El presente artículo tratará de conseguir, a modo de ensayo, trasladar una serie de reflexiones, imbuidas de sentido histórico, sobre el valor, la definición, la presencia e incluso la conveniencia o inoportunidad de la República en las sociedades del siglo XXI.

Para ello y, situándonos en España, haremos un somero recorrido por el devenir de las dos experiencias fallidas que se sucedieron en el siglo XIX y en el XX. Nos detendremos a continuación en un conjunto de matizaciones del concepto republicano, procurando deshacer posibles y regulares equívocos, culminando con un análisis de las causas que persigue esta organización de nuestra vida en común, las consecuencias que ha ocasionado e incluso atreviéndonos a sugerir pretensiones diferenciadoras con otros modelos tanto añejos como actuales.

El sistema político republicano se introdujo en una España convulsa a finales del siglo XIX siendo un breve paréntesis que, sin embargo, sirvió para incluir en nuestro vocabulario conceptos como federalismo. Cierto es que las condiciones en las que se desarrolló no fueron las más adecuadas, así como, su final tampoco se puede esquivar calificándolo como imprevisto.

Por otra parte la siguiente muestra que se produjo en 1931 sí estuvo impregnada de grandes dosis de realismo o posibilismo. Sí podemos afirmar que no hubo impremeditación. Ahora comprendemos el elevado número de razones que demandaban los cambios. La Segunda República advino, pues, rodeada de un conjunto de antecedentes que facilitaron su puesta en marcha.

• _EJERCICIOS_:
1. Según el fragmento, ¿qué concepto incorporó a nuestro vocabulario el sistema republicano introducido en España a finales del siglo XIX?
2. Copia del fragmento el pasaje que arranca en las palabras "El presente artículo" y termina con "añejos como actuales.", incluidas estas últimas.

• _MATERIAL_:
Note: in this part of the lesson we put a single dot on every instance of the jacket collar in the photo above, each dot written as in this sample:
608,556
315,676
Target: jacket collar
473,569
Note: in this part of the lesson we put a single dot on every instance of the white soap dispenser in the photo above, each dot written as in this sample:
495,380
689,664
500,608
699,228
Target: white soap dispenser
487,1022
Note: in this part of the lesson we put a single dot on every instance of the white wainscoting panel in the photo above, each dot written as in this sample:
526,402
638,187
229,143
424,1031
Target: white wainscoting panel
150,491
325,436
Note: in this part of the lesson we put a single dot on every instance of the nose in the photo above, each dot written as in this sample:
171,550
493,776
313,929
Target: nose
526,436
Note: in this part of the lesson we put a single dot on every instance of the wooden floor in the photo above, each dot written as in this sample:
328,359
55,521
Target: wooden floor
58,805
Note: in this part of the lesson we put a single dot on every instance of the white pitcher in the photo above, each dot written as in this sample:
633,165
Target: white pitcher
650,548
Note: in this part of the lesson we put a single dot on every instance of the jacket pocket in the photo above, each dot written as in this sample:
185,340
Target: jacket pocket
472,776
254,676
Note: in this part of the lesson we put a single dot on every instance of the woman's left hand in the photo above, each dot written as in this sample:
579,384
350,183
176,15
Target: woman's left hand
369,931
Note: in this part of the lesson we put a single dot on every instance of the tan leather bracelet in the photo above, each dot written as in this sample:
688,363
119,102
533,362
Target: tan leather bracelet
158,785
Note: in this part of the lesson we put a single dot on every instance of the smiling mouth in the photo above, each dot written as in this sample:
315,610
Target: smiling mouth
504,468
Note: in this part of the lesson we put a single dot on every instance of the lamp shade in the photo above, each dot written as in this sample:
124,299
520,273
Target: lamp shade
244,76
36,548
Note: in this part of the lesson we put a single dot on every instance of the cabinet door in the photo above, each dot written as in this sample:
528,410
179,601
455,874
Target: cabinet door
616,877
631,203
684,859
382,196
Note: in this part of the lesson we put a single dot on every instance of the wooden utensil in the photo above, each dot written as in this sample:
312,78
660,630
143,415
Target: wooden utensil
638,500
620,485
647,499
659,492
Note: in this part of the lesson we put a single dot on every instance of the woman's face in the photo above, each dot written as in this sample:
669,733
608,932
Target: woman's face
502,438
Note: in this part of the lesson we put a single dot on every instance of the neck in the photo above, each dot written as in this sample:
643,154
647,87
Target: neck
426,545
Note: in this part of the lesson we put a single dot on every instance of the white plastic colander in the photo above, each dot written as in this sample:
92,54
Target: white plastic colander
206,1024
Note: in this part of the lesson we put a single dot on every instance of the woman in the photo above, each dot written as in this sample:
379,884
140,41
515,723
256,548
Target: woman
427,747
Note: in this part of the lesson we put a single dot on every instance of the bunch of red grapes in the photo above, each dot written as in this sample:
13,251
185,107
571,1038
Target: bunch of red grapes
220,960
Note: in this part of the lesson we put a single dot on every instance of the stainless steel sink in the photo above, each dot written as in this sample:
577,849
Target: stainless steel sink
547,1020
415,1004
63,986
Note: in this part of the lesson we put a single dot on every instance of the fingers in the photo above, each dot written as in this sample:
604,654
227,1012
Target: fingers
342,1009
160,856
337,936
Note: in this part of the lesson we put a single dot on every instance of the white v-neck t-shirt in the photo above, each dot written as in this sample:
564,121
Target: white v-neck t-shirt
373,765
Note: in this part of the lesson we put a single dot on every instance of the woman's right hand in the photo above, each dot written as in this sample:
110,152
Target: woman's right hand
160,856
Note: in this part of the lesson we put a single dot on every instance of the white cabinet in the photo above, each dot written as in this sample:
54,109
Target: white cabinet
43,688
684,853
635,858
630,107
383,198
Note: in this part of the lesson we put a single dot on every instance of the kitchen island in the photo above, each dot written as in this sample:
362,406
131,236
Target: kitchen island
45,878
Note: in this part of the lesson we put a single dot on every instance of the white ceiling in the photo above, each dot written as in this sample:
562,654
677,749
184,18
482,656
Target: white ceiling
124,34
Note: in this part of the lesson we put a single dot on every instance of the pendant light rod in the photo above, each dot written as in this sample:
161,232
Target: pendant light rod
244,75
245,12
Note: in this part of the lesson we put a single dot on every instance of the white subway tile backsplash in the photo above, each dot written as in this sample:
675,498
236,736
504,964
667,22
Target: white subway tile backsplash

• _SOLUCIONES_:
1. El federalismo.

2.
El presente artículo tratará de conseguir, a modo de ensayo, trasladar una serie de reflexiones, imbuidas de sentido histórico, sobre el valor, la definición, la presencia e incluso la conveniencia o inoportunidad de la República en las sociedades del siglo XXI.

Para ello y, situándonos en España, haremos un somero recorrido por el devenir de las dos experiencias fallidas que se sucedieron en el siglo XIX y en el XX. Nos detendremos a continuación en un conjunto de matizaciones del concepto republicano, procurando deshacer posibles y regulares equívocos, culminando con un análisis de las causas que persigue esta organización de nuestra vida en común, las consecuencias que ha ocasionado e incluso atreviéndonos a sugerir pretensiones diferenciadoras con otros modelos tanto añejos como actuales.